Your task:
Resume the commit-graph generation number discussion after its last sentence.

BEGIN Passage shown

Yes, that's very unfortunate. 

Here's a much simpler example:

A commit P has an reasonable commit date (i.e. after release of Git to
present) D and has a child commit C with committer date 0. Now, the 
corrected commiter date of C would D + 1 and the offset would be same too,
as the committer date is zero. This overflows as reasonable dates are of
the order 2 ^ 34.

> 
> The question is how to deal with this issue.  Ignore it as unlikely?
> Switch to storing corrected commit date, which is monotonic, so if there
> is commit with GENERATION_NUMBER_V2_MAX, then subsequent descendant
> commits will also have GENERATION_NUMBER_V2_MAX -- and pay with up to 7%
> larger commit-graph file?
> 

To be honest, I would prefer storing corrected committer dates over
storing offsets.

While it is 7% of the size of commit-graph file, it is also *only* around
~3.5 MB for a repository of the size of linux kernel (and IIRC
correctly, the Windows repo has ~2M commits, it amounts to ~8 MB).

Minimizing space and memory requirements are a top priority, but
shouldn't making sure our program is correct and efficient to be a
greater priority?

I would love to hear your and Dr. Stolee's opinions on this.

> > +    * This list can be later modified to store future generation number related
> > +      data.
> 
> How can it be later modified?  There is no header, no version number.
> How would we add another generation number data?
> 

We could modify the graph version in future. Here's how I think it would
work:

Graph Version 1, No GDAT -> Topological level
Graph Version 2, GDAT    -> Corrected committer dates
Graph Version 3, GDAT    -> Generation number v3

and so on.

Of course, we do not have to update generation number definition for
each graph version.

However, my statement could still be wrong for things that we do not
foresee (similar to how we missed the hard die on different graph version),
so I am removing the statement.

END Passage shown
BEGIN Recorded data

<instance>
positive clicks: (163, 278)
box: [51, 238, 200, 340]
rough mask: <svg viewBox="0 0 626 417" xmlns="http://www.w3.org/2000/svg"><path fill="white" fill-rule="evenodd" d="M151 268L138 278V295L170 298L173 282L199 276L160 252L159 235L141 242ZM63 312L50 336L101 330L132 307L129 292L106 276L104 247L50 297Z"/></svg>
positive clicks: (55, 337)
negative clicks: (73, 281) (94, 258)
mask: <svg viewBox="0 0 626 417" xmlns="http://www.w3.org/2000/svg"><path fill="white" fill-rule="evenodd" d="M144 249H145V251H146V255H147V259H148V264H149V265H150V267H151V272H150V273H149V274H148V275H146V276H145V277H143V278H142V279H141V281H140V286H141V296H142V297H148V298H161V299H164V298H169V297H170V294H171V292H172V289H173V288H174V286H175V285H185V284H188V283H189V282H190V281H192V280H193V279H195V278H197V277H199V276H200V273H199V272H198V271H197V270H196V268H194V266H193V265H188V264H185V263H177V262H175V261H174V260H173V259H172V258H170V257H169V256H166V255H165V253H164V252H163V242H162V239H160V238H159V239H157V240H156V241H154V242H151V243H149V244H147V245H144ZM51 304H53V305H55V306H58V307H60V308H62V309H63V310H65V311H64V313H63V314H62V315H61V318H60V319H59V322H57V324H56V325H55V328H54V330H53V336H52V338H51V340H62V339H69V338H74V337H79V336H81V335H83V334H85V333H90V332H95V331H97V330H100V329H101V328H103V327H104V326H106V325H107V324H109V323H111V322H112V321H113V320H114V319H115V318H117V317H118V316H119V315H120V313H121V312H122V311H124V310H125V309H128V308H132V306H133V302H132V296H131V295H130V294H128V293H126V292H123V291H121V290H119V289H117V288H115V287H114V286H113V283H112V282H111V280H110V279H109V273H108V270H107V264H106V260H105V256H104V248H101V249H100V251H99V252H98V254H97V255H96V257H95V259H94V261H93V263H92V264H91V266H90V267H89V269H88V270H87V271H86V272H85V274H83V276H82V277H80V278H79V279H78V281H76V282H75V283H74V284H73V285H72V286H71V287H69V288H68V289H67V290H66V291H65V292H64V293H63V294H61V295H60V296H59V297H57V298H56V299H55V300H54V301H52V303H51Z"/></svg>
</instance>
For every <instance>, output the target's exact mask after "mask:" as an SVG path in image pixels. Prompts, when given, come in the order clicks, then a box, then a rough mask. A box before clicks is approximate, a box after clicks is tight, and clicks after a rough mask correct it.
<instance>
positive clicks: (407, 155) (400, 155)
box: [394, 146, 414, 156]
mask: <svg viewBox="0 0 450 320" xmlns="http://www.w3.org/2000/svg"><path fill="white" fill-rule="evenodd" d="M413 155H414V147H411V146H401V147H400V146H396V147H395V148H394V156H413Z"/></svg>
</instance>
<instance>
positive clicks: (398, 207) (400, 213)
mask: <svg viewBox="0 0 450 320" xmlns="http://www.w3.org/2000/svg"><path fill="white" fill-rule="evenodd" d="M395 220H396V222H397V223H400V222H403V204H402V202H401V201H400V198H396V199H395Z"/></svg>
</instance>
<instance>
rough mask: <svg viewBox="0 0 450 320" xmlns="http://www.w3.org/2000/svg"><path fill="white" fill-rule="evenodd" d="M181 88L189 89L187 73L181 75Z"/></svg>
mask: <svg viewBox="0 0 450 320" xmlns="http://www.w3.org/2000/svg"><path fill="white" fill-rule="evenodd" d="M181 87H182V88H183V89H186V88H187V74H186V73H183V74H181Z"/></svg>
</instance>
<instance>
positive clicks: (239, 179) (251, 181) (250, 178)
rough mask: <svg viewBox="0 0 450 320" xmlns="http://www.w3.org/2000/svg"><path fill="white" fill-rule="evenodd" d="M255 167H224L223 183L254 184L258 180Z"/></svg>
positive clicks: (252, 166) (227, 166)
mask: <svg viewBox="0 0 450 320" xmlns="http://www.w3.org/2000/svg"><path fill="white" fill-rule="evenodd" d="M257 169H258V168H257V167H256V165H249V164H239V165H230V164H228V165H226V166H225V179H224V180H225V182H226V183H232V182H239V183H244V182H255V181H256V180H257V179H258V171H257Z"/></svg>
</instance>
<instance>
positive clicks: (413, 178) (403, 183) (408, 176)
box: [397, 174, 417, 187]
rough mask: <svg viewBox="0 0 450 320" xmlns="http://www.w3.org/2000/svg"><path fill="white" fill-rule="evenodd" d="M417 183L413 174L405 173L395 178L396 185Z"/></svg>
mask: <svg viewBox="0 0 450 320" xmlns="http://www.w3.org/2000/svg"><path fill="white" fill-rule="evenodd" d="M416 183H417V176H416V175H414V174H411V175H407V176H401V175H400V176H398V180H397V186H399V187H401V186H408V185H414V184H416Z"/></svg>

END Recorded data

Answer space:
> > +
> >    Extra Edge List (ID: {'E', 'D', 'G', 'E'}) [Optional]
> >        This list of 4-byte values store the second through nth parents for
> >        all octopus merges. The second parent value in the commit data stores
> > diff --git a/Documentation/technical/commit-graph.txt b/Documentation/technical/commit-graph.txt
> > index 808fa30b99..f27145328c 100644
> > --- a/Documentation/technical/commit-graph.txt
> > +++ b/Documentation/technical/commit-graph.txt
> > @@ -38,14 +38,27 @@ A consumer may load the following info for a commit from the graph:
> >
> >  Values 1-4 satisfy the requirements of parse_commit_gently().
> >
> > -Define the "generation number" of a commit recursively as follows:
> > +There are two definitions of generation number:
> > +1. Corrected committer dates
> > +2. Topological levels
> 
> Should we add versioning info, that is:
> 
>   +1. Corrected committer dates  (generation number v2)
>   +2. Topological levels  (generation number v1)
> 

Yes, added.

> > +
> > +Define "corrected committer date" of a commit recursively as follows:
> > +
> > +  * A commit with no parents (a root commit) has corrected committer date
> > +    equal to its committer date.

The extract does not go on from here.